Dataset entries
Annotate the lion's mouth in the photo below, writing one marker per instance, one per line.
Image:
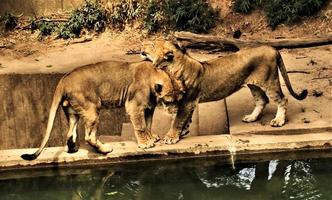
(146, 56)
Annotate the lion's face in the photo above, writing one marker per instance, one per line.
(161, 53)
(168, 92)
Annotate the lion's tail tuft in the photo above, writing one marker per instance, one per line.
(283, 72)
(57, 98)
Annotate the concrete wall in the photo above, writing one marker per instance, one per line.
(38, 7)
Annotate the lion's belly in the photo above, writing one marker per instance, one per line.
(216, 88)
(217, 93)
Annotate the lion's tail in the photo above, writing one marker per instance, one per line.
(57, 98)
(283, 71)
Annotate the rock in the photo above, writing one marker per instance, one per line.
(317, 93)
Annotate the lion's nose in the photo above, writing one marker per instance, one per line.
(143, 53)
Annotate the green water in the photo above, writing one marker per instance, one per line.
(209, 178)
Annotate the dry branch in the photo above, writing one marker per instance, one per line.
(208, 42)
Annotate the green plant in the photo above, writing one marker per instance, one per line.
(90, 16)
(33, 24)
(246, 6)
(192, 15)
(46, 28)
(154, 16)
(123, 11)
(9, 20)
(280, 11)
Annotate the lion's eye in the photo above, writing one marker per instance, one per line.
(169, 56)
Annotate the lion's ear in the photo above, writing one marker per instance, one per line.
(182, 49)
(158, 88)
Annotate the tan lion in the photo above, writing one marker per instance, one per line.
(218, 78)
(86, 90)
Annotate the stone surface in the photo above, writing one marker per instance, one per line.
(127, 150)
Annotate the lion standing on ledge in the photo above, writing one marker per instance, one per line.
(218, 78)
(84, 91)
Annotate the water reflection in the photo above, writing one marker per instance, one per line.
(310, 179)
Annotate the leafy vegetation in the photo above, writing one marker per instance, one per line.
(154, 15)
(192, 15)
(280, 11)
(122, 12)
(90, 16)
(10, 21)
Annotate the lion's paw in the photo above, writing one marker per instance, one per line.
(249, 118)
(155, 138)
(105, 148)
(170, 139)
(145, 145)
(277, 122)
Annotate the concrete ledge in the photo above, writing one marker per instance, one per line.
(191, 146)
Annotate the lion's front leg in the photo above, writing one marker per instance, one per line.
(137, 117)
(180, 124)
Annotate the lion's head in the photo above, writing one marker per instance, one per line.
(168, 92)
(161, 52)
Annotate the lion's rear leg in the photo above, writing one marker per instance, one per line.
(91, 121)
(276, 95)
(72, 136)
(148, 121)
(260, 102)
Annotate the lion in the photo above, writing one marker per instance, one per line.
(84, 91)
(213, 80)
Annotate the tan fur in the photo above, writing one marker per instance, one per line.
(86, 90)
(218, 78)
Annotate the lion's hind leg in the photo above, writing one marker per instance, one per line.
(276, 95)
(91, 121)
(72, 136)
(148, 121)
(260, 102)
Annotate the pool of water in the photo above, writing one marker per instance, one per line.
(208, 178)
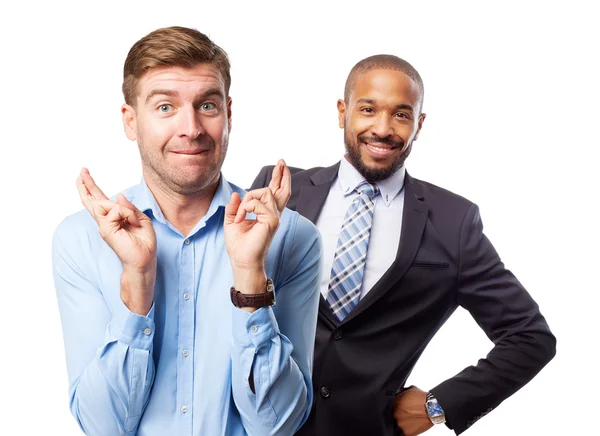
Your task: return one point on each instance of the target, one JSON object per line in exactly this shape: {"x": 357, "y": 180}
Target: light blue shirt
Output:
{"x": 385, "y": 228}
{"x": 184, "y": 368}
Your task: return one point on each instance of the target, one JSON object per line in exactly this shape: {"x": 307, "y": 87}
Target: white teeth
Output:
{"x": 378, "y": 148}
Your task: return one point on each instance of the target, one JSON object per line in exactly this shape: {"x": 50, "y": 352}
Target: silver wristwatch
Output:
{"x": 434, "y": 410}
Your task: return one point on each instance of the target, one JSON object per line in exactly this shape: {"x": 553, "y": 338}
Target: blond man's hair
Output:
{"x": 171, "y": 46}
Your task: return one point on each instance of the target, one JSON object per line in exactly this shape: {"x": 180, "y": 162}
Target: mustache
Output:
{"x": 386, "y": 140}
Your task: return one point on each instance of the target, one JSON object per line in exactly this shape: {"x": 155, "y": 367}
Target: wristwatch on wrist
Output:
{"x": 434, "y": 410}
{"x": 267, "y": 298}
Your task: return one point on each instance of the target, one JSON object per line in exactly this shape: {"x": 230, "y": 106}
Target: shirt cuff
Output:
{"x": 137, "y": 330}
{"x": 254, "y": 329}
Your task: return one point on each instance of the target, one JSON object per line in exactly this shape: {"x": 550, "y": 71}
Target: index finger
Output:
{"x": 281, "y": 184}
{"x": 91, "y": 186}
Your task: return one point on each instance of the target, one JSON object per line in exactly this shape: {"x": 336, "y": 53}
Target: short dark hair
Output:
{"x": 383, "y": 62}
{"x": 171, "y": 46}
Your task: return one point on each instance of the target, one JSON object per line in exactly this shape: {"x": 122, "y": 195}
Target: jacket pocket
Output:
{"x": 431, "y": 265}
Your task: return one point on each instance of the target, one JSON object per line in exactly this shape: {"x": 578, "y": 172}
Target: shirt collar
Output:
{"x": 350, "y": 178}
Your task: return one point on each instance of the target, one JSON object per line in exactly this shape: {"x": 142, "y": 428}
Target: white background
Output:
{"x": 511, "y": 93}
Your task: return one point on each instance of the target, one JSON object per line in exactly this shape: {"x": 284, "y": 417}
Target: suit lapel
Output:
{"x": 312, "y": 197}
{"x": 414, "y": 219}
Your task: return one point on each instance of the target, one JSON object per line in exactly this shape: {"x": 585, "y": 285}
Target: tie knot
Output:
{"x": 369, "y": 189}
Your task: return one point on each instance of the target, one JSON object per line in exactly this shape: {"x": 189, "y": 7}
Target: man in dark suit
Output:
{"x": 399, "y": 256}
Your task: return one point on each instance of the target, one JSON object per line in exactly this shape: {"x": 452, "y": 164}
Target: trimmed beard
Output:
{"x": 373, "y": 174}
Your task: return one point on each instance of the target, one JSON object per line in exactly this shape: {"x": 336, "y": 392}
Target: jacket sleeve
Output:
{"x": 523, "y": 343}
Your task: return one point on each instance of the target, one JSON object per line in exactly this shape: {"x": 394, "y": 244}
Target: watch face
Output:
{"x": 434, "y": 409}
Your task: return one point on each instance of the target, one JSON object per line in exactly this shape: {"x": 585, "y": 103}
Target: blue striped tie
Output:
{"x": 351, "y": 252}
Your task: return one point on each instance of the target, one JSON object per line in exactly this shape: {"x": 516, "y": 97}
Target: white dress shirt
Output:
{"x": 385, "y": 230}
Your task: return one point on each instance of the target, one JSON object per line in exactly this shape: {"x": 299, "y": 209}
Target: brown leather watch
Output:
{"x": 254, "y": 300}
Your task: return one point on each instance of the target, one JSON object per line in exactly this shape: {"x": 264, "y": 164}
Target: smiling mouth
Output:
{"x": 190, "y": 152}
{"x": 379, "y": 150}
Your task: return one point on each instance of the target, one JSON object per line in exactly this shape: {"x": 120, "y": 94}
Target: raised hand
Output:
{"x": 247, "y": 241}
{"x": 130, "y": 235}
{"x": 281, "y": 184}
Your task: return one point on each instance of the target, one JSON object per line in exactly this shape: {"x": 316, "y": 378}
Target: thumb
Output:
{"x": 134, "y": 218}
{"x": 232, "y": 208}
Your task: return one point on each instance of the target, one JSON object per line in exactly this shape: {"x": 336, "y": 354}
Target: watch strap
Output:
{"x": 266, "y": 298}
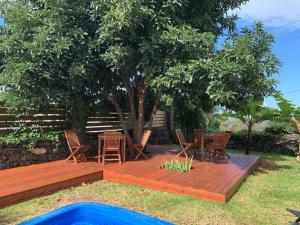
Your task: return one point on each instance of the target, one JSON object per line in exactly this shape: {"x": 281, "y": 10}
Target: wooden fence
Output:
{"x": 55, "y": 120}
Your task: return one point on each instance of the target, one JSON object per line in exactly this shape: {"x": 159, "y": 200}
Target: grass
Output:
{"x": 262, "y": 199}
{"x": 178, "y": 165}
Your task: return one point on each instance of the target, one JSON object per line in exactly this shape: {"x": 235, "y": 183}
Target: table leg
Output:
{"x": 202, "y": 147}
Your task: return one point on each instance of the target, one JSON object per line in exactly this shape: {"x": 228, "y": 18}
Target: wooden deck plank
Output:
{"x": 207, "y": 180}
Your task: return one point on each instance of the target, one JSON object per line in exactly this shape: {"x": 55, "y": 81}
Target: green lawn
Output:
{"x": 262, "y": 199}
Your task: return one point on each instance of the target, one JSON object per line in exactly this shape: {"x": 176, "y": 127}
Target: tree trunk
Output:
{"x": 123, "y": 122}
{"x": 137, "y": 133}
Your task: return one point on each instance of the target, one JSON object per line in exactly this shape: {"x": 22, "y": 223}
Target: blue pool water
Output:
{"x": 90, "y": 213}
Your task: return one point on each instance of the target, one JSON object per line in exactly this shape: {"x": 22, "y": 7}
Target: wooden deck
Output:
{"x": 207, "y": 180}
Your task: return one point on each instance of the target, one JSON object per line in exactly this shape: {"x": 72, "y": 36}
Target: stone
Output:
{"x": 39, "y": 151}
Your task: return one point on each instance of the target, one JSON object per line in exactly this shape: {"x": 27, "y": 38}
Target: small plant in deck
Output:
{"x": 178, "y": 165}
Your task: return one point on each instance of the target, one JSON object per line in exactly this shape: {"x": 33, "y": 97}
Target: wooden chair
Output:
{"x": 111, "y": 147}
{"x": 198, "y": 133}
{"x": 139, "y": 148}
{"x": 218, "y": 146}
{"x": 77, "y": 150}
{"x": 186, "y": 147}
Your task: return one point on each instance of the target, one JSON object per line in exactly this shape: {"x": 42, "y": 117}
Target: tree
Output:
{"x": 81, "y": 51}
{"x": 152, "y": 46}
{"x": 243, "y": 70}
{"x": 251, "y": 113}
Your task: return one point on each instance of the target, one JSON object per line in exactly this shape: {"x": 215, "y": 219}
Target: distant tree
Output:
{"x": 252, "y": 113}
{"x": 285, "y": 110}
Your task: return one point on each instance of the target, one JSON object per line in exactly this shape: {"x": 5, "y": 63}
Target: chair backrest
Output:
{"x": 180, "y": 137}
{"x": 72, "y": 139}
{"x": 198, "y": 132}
{"x": 221, "y": 139}
{"x": 112, "y": 139}
{"x": 145, "y": 138}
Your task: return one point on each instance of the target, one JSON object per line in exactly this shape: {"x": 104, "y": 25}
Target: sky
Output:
{"x": 282, "y": 19}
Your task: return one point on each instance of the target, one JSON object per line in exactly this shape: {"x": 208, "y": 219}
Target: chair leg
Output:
{"x": 186, "y": 149}
{"x": 120, "y": 159}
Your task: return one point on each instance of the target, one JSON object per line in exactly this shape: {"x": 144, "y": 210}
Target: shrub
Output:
{"x": 31, "y": 135}
{"x": 178, "y": 165}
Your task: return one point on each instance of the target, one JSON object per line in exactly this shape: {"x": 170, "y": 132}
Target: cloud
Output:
{"x": 274, "y": 13}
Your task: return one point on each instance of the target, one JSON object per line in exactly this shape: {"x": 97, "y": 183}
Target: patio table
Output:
{"x": 101, "y": 138}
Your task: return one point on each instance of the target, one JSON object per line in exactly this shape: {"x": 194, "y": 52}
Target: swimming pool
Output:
{"x": 91, "y": 213}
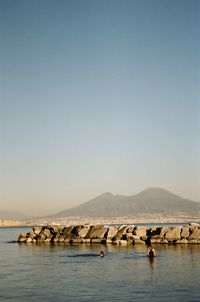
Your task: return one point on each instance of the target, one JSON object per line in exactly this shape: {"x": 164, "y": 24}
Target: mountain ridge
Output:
{"x": 149, "y": 201}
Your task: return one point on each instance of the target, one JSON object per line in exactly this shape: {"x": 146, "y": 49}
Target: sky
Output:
{"x": 97, "y": 96}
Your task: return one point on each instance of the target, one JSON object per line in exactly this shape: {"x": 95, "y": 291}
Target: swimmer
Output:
{"x": 151, "y": 252}
{"x": 101, "y": 254}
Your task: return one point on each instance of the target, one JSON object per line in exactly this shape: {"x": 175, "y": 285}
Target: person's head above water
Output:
{"x": 101, "y": 253}
{"x": 151, "y": 252}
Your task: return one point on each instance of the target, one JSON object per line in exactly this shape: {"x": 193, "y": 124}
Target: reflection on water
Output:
{"x": 63, "y": 272}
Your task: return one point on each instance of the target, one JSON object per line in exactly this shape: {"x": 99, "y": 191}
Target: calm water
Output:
{"x": 75, "y": 273}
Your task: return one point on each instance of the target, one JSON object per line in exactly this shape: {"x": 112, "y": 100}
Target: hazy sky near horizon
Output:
{"x": 98, "y": 95}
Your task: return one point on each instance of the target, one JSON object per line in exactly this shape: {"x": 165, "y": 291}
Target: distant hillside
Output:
{"x": 149, "y": 201}
{"x": 12, "y": 215}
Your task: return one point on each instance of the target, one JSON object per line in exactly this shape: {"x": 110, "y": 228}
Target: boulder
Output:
{"x": 88, "y": 241}
{"x": 66, "y": 230}
{"x": 112, "y": 231}
{"x": 140, "y": 231}
{"x": 173, "y": 234}
{"x": 195, "y": 235}
{"x": 29, "y": 240}
{"x": 185, "y": 232}
{"x": 122, "y": 230}
{"x": 99, "y": 233}
{"x": 37, "y": 230}
{"x": 84, "y": 231}
{"x": 138, "y": 241}
{"x": 194, "y": 224}
{"x": 164, "y": 230}
{"x": 182, "y": 241}
{"x": 194, "y": 241}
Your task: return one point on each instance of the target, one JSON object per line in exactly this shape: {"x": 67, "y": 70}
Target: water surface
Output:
{"x": 75, "y": 272}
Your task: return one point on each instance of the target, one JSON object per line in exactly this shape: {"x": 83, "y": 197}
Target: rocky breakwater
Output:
{"x": 119, "y": 235}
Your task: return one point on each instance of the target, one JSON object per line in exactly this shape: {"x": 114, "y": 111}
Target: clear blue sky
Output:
{"x": 98, "y": 95}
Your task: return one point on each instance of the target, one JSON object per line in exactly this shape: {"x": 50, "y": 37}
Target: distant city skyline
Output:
{"x": 98, "y": 96}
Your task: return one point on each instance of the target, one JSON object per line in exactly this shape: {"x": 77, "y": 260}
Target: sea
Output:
{"x": 75, "y": 273}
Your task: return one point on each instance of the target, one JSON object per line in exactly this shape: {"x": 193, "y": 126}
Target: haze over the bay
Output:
{"x": 97, "y": 96}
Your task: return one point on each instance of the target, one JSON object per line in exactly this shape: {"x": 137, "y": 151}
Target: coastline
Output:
{"x": 148, "y": 219}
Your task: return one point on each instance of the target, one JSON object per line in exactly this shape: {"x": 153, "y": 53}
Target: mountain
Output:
{"x": 149, "y": 201}
{"x": 12, "y": 215}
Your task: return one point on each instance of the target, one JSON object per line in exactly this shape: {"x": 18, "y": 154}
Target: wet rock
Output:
{"x": 195, "y": 235}
{"x": 84, "y": 231}
{"x": 37, "y": 230}
{"x": 185, "y": 232}
{"x": 140, "y": 231}
{"x": 122, "y": 230}
{"x": 112, "y": 232}
{"x": 99, "y": 233}
{"x": 173, "y": 234}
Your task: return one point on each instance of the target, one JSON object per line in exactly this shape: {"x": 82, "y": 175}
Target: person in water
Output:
{"x": 101, "y": 254}
{"x": 151, "y": 252}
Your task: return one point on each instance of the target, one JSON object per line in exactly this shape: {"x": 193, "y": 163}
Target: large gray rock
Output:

■ Prompt: From the entries above, extract only the lines running from the one containing "Target: wooden fence" through the one containing "Target: table leg", inclusive.

■ Task response:
Target: wooden fence
Output:
{"x": 55, "y": 120}
Your task: return one point on each instance of the target, one JSON object per line in exactly this shape: {"x": 159, "y": 200}
Target: grass
Output:
{"x": 262, "y": 199}
{"x": 178, "y": 165}
Your task: return one point on each instance of the target, one JSON object per line in exactly this shape: {"x": 235, "y": 183}
Target: table leg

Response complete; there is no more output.